REQUIRED WORK - Quote the MySQL bug report word for word, from "Version:8.0.22, 8.0.36 OS:Any" to "the same time.".
---------- TEXT EXTRACT ----------
Bug #114235 DETERMINISTIC FUNCTIONS can return incorrect results
Submitted: 6 Mar 5:06 Modified: 17 Jun 21:47
Reporter: Yoseph Phillips Email Updates:
Status: Closed Impact on me:
None 
Category:MySQL Server: Stored Routines Severity:S1 (Critical)
Version:8.0.22, 8.0.36 OS:Any (Windows 2012 R2 Datacenter)
Assigned to: CPU Architecture:x86
Tags: DETERMINISTIC function, regression

[6 Mar 5:06] Yoseph Phillips
Description:
DETERMINISTIC FUNCTIONS can return incorrect results.

This is an intermittent issue and so not easy to replicate.

The function will randomly start to return the same value irrespective of the value of the passed in parameter.

With multiple database connections open we can see that 1 connection is always returning the same value and the other connections are returning different and correct values for the same function with the same parameter even at the same time.

Somehow MySQL is getting stuck in a state where for an individual connection it starts ignoring the parameter and just returning the same value.

Also interesting to note is that when it gets into this state that queries calling this DETERMINISTIC FUNCTION start taking an exceptionally long time to run as well.

This is a disaster for us as we can't have DETERMINISTIC FUNCTIONS returning incorrect results and we need these functions to be DETERMINISTIC for binary logging, etc.

If the developers are able to direct us to the files in MySQL responsible for returning values from DETERMINISTIC FUNCTIONS then we can look at the code to see if we can spot the errors.      

How to repeat:
We don't have a way to repeat this as the issue is intermittent.
---------- PROVIDED DATA ----------
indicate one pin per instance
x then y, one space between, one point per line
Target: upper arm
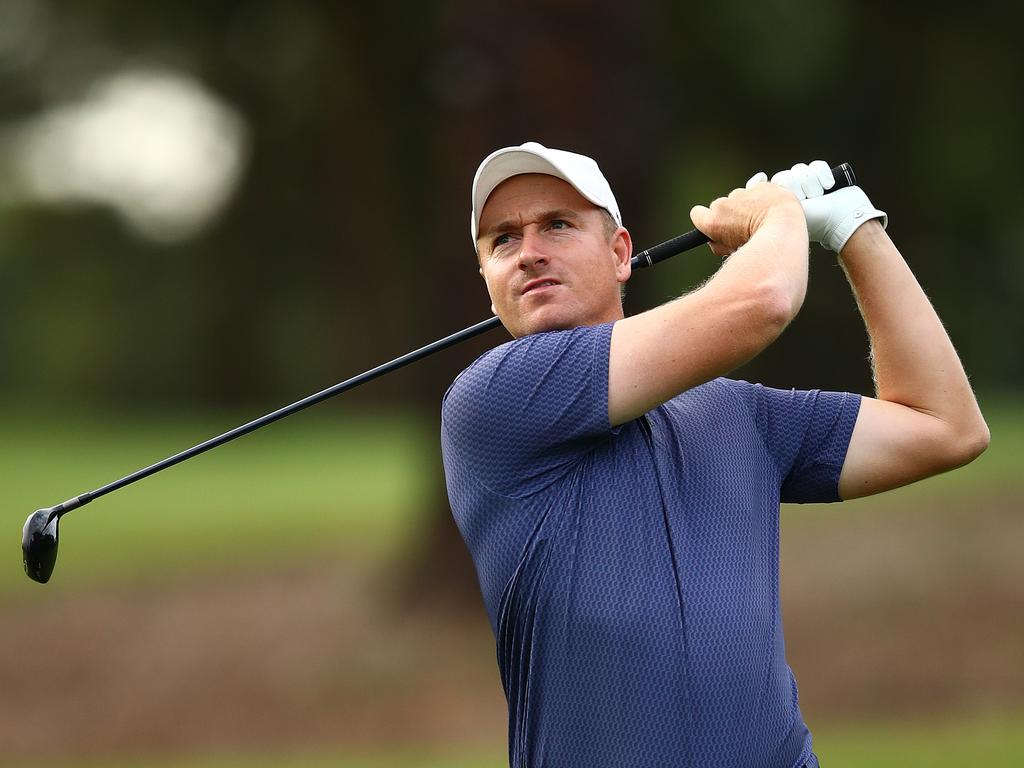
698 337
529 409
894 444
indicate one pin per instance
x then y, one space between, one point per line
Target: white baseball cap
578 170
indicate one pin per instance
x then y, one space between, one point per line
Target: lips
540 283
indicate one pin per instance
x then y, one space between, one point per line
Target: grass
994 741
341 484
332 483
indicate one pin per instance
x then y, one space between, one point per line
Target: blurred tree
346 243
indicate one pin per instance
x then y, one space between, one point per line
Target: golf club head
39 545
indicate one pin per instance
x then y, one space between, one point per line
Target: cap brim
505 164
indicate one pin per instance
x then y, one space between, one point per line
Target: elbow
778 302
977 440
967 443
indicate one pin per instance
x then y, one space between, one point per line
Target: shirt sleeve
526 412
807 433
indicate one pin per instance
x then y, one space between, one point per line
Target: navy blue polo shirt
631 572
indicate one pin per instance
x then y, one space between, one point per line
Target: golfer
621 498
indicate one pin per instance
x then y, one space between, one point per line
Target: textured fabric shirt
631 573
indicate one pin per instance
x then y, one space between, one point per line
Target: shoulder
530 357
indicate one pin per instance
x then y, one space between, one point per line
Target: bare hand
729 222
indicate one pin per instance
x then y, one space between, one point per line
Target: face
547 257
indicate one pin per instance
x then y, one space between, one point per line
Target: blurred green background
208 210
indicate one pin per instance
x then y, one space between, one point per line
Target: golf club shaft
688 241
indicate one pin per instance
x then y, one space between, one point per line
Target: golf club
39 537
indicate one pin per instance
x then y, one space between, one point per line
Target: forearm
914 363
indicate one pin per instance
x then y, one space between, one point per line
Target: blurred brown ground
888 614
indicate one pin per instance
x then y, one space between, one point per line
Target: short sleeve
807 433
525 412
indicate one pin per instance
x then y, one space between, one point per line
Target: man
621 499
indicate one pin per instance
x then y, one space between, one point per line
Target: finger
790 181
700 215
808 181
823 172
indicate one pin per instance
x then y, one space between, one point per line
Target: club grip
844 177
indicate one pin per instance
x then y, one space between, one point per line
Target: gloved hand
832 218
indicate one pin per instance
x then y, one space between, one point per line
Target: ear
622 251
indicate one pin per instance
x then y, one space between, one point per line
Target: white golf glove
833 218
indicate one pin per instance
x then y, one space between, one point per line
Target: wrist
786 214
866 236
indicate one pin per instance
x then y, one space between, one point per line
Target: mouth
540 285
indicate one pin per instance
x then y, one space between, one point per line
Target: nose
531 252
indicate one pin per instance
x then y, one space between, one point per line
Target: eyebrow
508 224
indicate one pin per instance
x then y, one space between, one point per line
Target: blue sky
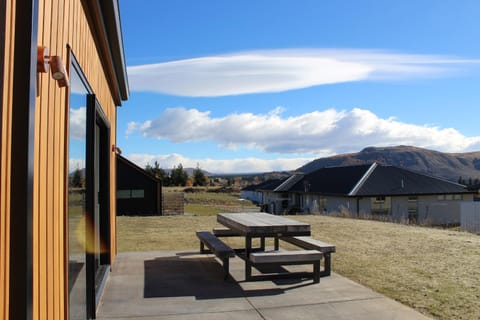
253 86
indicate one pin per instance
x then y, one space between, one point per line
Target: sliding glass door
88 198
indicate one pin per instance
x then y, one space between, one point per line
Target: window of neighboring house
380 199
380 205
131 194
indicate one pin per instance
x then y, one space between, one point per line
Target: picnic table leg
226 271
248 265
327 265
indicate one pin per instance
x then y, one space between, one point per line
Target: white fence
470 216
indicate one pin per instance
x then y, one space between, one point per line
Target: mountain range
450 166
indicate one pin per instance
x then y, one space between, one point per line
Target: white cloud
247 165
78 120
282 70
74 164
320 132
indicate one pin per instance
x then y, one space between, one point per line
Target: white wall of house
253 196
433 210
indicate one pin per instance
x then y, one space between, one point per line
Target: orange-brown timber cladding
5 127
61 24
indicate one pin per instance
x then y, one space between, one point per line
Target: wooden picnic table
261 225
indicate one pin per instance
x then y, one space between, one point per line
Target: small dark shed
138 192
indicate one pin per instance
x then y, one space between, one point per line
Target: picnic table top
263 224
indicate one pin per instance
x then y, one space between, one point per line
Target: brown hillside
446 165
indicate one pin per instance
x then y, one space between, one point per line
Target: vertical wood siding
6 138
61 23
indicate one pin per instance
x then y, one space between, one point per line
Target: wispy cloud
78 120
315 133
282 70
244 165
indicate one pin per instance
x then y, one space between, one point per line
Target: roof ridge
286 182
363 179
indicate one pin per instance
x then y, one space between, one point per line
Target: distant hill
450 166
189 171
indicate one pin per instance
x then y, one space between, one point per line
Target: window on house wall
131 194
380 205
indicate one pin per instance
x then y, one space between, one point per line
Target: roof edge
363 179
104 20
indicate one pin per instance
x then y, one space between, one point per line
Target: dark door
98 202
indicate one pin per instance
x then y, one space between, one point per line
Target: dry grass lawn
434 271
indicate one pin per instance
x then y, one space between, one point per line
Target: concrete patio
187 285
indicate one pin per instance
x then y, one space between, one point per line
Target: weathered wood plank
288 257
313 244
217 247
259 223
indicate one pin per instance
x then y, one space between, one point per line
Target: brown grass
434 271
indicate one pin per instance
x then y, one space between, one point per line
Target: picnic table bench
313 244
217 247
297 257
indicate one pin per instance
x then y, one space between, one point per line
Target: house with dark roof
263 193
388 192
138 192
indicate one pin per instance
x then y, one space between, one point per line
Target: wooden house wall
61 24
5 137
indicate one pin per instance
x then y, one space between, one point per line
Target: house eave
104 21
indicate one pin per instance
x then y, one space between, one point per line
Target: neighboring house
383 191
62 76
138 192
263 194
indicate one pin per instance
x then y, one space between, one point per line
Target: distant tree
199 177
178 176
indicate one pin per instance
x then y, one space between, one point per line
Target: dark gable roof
----------
SOLUTION -
Version:8.0.22, 8.0.36 OS:Any (Windows 2012 R2 Datacenter)
Assigned to: CPU Architecture:x86
Tags: DETERMINISTIC function, regression

[6 Mar 5:06] Yoseph Phillips
Description:
DETERMINISTIC FUNCTIONS can return incorrect results.

This is an intermittent issue and so not easy to replicate.

The function will randomly start to return the same value irrespective of the value of the passed in parameter.

With multiple database connections open we can see that 1 connection is always returning the same value and the other connections are returning different and correct values for the same function with the same parameter even at the same time.